Below are some records; repeat them all exactly, minus the pictures.

---- ENTRIES SHOWN

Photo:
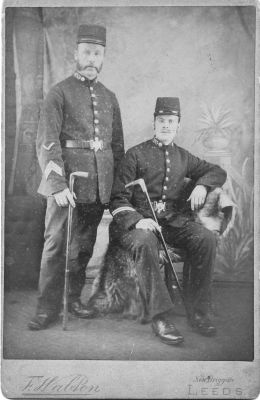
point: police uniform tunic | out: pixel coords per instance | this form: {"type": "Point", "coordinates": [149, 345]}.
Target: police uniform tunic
{"type": "Point", "coordinates": [163, 169]}
{"type": "Point", "coordinates": [80, 129]}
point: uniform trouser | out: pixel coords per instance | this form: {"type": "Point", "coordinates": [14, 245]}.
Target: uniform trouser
{"type": "Point", "coordinates": [85, 221]}
{"type": "Point", "coordinates": [200, 246]}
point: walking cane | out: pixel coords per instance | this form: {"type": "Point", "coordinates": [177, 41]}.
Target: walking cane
{"type": "Point", "coordinates": [142, 184]}
{"type": "Point", "coordinates": [66, 282]}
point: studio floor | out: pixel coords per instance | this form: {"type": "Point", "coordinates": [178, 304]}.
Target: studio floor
{"type": "Point", "coordinates": [115, 338]}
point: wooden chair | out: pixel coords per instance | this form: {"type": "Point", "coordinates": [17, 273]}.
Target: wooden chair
{"type": "Point", "coordinates": [116, 287]}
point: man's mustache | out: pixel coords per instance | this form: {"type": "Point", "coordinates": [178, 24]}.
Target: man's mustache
{"type": "Point", "coordinates": [91, 66]}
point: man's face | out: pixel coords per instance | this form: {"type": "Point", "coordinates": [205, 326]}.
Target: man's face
{"type": "Point", "coordinates": [89, 58]}
{"type": "Point", "coordinates": [166, 128]}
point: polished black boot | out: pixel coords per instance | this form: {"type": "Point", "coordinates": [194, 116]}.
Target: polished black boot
{"type": "Point", "coordinates": [202, 324]}
{"type": "Point", "coordinates": [80, 310]}
{"type": "Point", "coordinates": [165, 330]}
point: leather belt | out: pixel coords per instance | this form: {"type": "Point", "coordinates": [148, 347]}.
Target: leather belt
{"type": "Point", "coordinates": [95, 145]}
{"type": "Point", "coordinates": [158, 205]}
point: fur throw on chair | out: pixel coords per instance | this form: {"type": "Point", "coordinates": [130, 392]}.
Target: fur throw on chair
{"type": "Point", "coordinates": [116, 289]}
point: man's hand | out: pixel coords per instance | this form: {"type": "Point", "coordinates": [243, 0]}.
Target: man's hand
{"type": "Point", "coordinates": [64, 197]}
{"type": "Point", "coordinates": [197, 197]}
{"type": "Point", "coordinates": [148, 224]}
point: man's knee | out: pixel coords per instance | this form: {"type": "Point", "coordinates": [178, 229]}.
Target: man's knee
{"type": "Point", "coordinates": [143, 239]}
{"type": "Point", "coordinates": [54, 243]}
{"type": "Point", "coordinates": [208, 239]}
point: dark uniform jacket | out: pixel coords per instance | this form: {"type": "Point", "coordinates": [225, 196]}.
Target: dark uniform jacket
{"type": "Point", "coordinates": [76, 109]}
{"type": "Point", "coordinates": [163, 169]}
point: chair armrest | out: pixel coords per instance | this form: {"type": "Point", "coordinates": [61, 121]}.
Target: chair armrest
{"type": "Point", "coordinates": [218, 212]}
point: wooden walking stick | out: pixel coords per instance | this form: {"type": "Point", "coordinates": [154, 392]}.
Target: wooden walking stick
{"type": "Point", "coordinates": [66, 281]}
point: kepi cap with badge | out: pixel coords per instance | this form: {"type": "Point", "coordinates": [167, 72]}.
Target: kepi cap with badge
{"type": "Point", "coordinates": [168, 106]}
{"type": "Point", "coordinates": [92, 34]}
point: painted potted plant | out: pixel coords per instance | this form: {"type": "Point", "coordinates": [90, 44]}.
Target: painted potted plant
{"type": "Point", "coordinates": [215, 126]}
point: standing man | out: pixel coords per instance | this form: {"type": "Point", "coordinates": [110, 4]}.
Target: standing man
{"type": "Point", "coordinates": [163, 165]}
{"type": "Point", "coordinates": [80, 129]}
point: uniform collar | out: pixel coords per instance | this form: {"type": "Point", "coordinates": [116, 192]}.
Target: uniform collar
{"type": "Point", "coordinates": [160, 144]}
{"type": "Point", "coordinates": [84, 80]}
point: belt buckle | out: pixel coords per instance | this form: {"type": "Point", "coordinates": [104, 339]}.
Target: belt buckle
{"type": "Point", "coordinates": [159, 206]}
{"type": "Point", "coordinates": [96, 144]}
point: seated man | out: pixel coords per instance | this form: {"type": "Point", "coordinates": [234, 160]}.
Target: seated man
{"type": "Point", "coordinates": [163, 165]}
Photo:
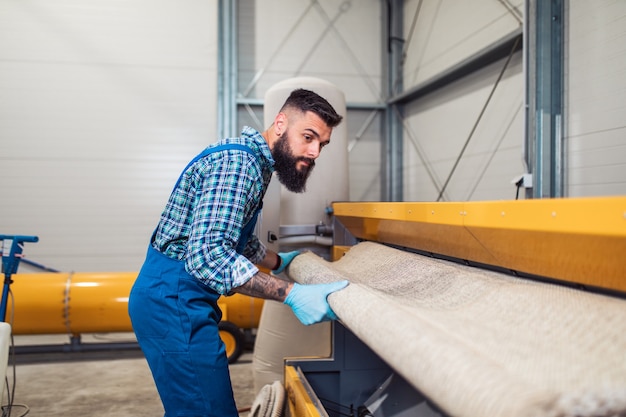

--------

=== TASK RESULT ===
Photo:
point: police uniform tunic | out: pixel coords per instance | this form: {"type": "Point", "coordinates": [149, 345]}.
Target: police uniform tunic
{"type": "Point", "coordinates": [163, 169]}
{"type": "Point", "coordinates": [80, 129]}
point: uniform trouser | out: pixel coords per instance | this form: {"type": "Point", "coordinates": [14, 245]}.
Target: uniform trouser
{"type": "Point", "coordinates": [85, 221]}
{"type": "Point", "coordinates": [200, 246]}
point: walking cane | out: pixel coords per instance | this form: {"type": "Point", "coordinates": [177, 41]}.
Target: walking cane
{"type": "Point", "coordinates": [142, 184]}
{"type": "Point", "coordinates": [66, 282]}
point: studio floor | out: pixel coords per instance | this form: {"type": "Point", "coordinates": [178, 304]}.
Target: studio floor
{"type": "Point", "coordinates": [115, 338]}
point: wooden chair | out: pixel coords per instance | this form: {"type": "Point", "coordinates": [17, 273]}.
Target: wooden chair
{"type": "Point", "coordinates": [116, 287]}
point: man's mustache | out: pixel coords per instance | this form: {"type": "Point", "coordinates": [178, 24]}.
Target: man's mustache
{"type": "Point", "coordinates": [91, 66]}
point: man's face | out: pixel coords per instance | this form: {"type": "Point", "coordinates": [205, 326]}.
Target: man's face
{"type": "Point", "coordinates": [89, 58]}
{"type": "Point", "coordinates": [166, 128]}
point: polished black boot | out: pixel coords per instance | this form: {"type": "Point", "coordinates": [194, 116]}.
Target: polished black boot
{"type": "Point", "coordinates": [202, 324]}
{"type": "Point", "coordinates": [80, 310]}
{"type": "Point", "coordinates": [165, 330]}
point: leather belt | out: pixel coords per instance | this form: {"type": "Point", "coordinates": [148, 347]}.
Target: leather belt
{"type": "Point", "coordinates": [95, 145]}
{"type": "Point", "coordinates": [158, 205]}
point: fur throw on chair | out: pixel coords per instance | this form: {"type": "Point", "coordinates": [130, 392]}.
Target: fur throw on chair
{"type": "Point", "coordinates": [116, 289]}
point: man's hand | out: pixel coords per instance | this form: {"type": "Point", "coordinates": [243, 0]}.
Target: man's hand
{"type": "Point", "coordinates": [64, 197]}
{"type": "Point", "coordinates": [197, 197]}
{"type": "Point", "coordinates": [148, 224]}
point: man's knee | out: pixel coords per instance | this form: {"type": "Point", "coordinates": [178, 229]}.
Target: man's knee
{"type": "Point", "coordinates": [143, 239]}
{"type": "Point", "coordinates": [54, 243]}
{"type": "Point", "coordinates": [208, 239]}
point: dark uniform jacket | out: pixel coords per instance | this form: {"type": "Point", "coordinates": [225, 196]}.
Target: dark uniform jacket
{"type": "Point", "coordinates": [76, 109]}
{"type": "Point", "coordinates": [163, 169]}
point: chair armrest | out: pixel coords per instance | this form: {"type": "Point", "coordinates": [61, 121]}.
Target: chair armrest
{"type": "Point", "coordinates": [218, 212]}
point: wooden walking stick | out: pixel coords per instance | this form: {"type": "Point", "coordinates": [154, 392]}.
Target: wooden walking stick
{"type": "Point", "coordinates": [66, 281]}
point: kepi cap with badge | out: pixel coords per instance | this form: {"type": "Point", "coordinates": [167, 72]}.
Target: kepi cap with badge
{"type": "Point", "coordinates": [168, 106]}
{"type": "Point", "coordinates": [92, 34]}
point: painted potted plant | out: pixel coords per instance | this form: {"type": "Point", "coordinates": [90, 44]}.
Target: painted potted plant
{"type": "Point", "coordinates": [215, 126]}
point: standing man | out: pixel coords per instance | this form: {"type": "Point", "coordinates": [110, 4]}.
Target: standing man
{"type": "Point", "coordinates": [163, 165]}
{"type": "Point", "coordinates": [80, 129]}
point: uniform collar | out: pixel coords per instance | this form: {"type": "Point", "coordinates": [116, 192]}.
Target: uniform collar
{"type": "Point", "coordinates": [160, 144]}
{"type": "Point", "coordinates": [84, 80]}
point: belt buckle | out: pixel coords per instance | this form: {"type": "Point", "coordinates": [104, 339]}.
Target: belt buckle
{"type": "Point", "coordinates": [159, 206]}
{"type": "Point", "coordinates": [96, 144]}
point: seated man | out: pixel coords per instance | this form: {"type": "Point", "coordinates": [234, 160]}.
Target: seated man
{"type": "Point", "coordinates": [163, 165]}
Photo:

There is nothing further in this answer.